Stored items
-- -- --

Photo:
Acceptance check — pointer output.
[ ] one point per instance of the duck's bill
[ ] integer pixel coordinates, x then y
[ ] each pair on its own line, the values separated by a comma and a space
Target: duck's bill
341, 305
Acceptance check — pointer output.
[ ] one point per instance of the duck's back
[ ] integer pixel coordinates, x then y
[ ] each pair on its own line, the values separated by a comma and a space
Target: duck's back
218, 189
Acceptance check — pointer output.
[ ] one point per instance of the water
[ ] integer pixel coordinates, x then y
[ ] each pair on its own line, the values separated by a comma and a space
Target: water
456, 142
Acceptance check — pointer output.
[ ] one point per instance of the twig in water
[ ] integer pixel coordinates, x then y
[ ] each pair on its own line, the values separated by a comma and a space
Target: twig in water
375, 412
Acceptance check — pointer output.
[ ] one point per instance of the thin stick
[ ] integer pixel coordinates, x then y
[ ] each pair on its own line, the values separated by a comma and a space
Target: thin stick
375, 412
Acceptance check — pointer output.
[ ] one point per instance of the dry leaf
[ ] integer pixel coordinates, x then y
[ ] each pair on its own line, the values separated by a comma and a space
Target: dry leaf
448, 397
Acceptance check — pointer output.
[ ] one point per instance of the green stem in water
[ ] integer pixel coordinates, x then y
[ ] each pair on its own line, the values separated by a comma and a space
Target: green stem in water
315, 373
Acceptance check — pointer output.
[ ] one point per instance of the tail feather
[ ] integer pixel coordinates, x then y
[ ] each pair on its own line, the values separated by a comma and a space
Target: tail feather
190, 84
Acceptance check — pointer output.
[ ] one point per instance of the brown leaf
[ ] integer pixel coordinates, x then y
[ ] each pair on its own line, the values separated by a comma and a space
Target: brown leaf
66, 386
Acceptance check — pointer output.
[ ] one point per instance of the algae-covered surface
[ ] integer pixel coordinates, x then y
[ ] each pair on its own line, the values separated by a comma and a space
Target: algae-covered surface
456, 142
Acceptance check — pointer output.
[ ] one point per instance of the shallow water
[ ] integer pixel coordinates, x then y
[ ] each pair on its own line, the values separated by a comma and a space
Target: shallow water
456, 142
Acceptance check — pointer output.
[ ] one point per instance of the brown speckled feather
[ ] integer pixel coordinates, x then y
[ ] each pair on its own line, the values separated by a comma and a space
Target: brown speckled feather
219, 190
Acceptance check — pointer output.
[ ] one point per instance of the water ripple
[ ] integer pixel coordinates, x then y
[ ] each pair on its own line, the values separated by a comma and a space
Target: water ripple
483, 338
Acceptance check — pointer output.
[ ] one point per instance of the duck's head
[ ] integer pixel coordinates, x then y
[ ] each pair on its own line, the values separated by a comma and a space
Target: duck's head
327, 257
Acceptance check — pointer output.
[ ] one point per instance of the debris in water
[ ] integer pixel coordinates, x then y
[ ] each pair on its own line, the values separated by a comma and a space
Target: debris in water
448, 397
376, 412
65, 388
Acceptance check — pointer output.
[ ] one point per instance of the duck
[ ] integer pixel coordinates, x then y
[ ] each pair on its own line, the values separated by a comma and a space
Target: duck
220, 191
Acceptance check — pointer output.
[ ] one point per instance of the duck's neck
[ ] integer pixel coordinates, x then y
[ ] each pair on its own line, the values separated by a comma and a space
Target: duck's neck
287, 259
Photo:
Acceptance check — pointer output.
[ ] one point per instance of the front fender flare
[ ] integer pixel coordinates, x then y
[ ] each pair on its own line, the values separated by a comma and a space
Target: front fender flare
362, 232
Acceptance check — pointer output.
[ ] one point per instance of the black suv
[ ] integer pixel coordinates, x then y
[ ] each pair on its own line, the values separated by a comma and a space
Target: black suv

-- -- --

__Action item__:
With "black" as the string to match, show every line of the entries above that has it.

__Written response__:
[ ] one point per instance of the black suv
Target: black suv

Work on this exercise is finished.